→ Problem to work on
Copy out every row, keeping all of its wording, starting with the row that contains "Where can the small rowboat" and going on through the last row. Shift each coordinate value up by 92.

→ Information provided
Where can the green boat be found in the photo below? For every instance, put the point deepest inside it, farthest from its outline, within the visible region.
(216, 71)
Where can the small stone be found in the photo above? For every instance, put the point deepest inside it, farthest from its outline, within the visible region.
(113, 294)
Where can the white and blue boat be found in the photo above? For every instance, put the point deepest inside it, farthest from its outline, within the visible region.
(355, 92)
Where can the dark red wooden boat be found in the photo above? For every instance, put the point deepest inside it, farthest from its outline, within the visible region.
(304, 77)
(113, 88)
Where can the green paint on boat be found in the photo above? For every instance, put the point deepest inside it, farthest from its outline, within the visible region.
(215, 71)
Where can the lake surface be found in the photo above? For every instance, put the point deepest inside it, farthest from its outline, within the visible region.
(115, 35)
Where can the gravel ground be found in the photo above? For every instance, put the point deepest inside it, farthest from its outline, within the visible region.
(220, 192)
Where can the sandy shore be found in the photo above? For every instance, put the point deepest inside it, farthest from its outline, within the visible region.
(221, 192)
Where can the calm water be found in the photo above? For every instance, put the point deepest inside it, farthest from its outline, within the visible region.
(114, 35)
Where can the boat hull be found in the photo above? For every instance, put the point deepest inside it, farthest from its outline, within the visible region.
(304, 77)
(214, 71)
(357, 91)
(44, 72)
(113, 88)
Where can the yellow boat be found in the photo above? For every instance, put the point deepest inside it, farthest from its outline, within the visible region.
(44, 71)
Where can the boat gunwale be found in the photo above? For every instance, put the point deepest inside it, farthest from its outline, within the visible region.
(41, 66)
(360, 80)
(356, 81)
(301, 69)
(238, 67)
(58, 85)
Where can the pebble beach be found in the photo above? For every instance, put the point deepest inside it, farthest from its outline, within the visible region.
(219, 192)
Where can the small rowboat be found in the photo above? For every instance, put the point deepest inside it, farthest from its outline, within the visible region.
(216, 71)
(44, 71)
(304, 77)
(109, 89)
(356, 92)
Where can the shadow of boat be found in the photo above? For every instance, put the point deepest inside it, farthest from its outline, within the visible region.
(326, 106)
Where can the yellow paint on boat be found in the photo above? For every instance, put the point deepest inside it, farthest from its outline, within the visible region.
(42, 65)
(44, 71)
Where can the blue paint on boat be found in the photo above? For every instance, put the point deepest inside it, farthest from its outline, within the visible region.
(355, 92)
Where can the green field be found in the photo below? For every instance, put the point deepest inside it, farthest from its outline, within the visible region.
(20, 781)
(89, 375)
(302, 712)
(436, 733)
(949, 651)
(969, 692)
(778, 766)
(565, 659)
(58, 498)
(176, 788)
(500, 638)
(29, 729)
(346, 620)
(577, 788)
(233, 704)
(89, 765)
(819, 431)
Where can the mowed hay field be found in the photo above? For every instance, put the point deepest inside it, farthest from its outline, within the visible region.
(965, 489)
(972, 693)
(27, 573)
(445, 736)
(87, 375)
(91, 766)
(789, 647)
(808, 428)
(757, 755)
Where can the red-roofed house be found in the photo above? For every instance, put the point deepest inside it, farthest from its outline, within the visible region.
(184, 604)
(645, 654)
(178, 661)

→ Result below
Where can the small rowboat be found in the photo above? For every instance, put the point deepest inside it, farthest from its outline, within the visible region.
(308, 163)
(136, 163)
(396, 169)
(201, 181)
(448, 184)
Where can the shadow of boat be found in the photo above? For every instance, put the point deepest inside it, farthest from its outline, within the visible region.
(418, 198)
Where can the yellow paint on boat be found in the photo above? For every instance, put the point deepest inside it, farthest from its outline, within the visible region.
(134, 157)
(136, 163)
Where can the blue paint on boat be found in the photo above? For every instance, put the point deepest inside it, farthest from its outline, within the visible region.
(447, 184)
Where can the green field be found in the photo below? For every instance, put the point deepest inside it, farthest from its outline, within the visible region.
(112, 873)
(181, 467)
(394, 804)
(528, 825)
(1041, 743)
(1061, 784)
(870, 858)
(657, 751)
(150, 590)
(268, 880)
(592, 730)
(121, 821)
(438, 712)
(669, 880)
(325, 796)
(181, 857)
(911, 523)
Where can the mowed hay field be found in the photo above? For every instance, put the point deepest inside it, farthest from its outline, within the visible region.
(1057, 581)
(1064, 785)
(119, 665)
(537, 828)
(179, 467)
(183, 858)
(881, 739)
(900, 520)
(849, 847)
Where can the red-roofed house be found in the photo above? For every instance, put the point deepest inside it, farthest from its outline, within the visible region.
(276, 696)
(737, 746)
(270, 753)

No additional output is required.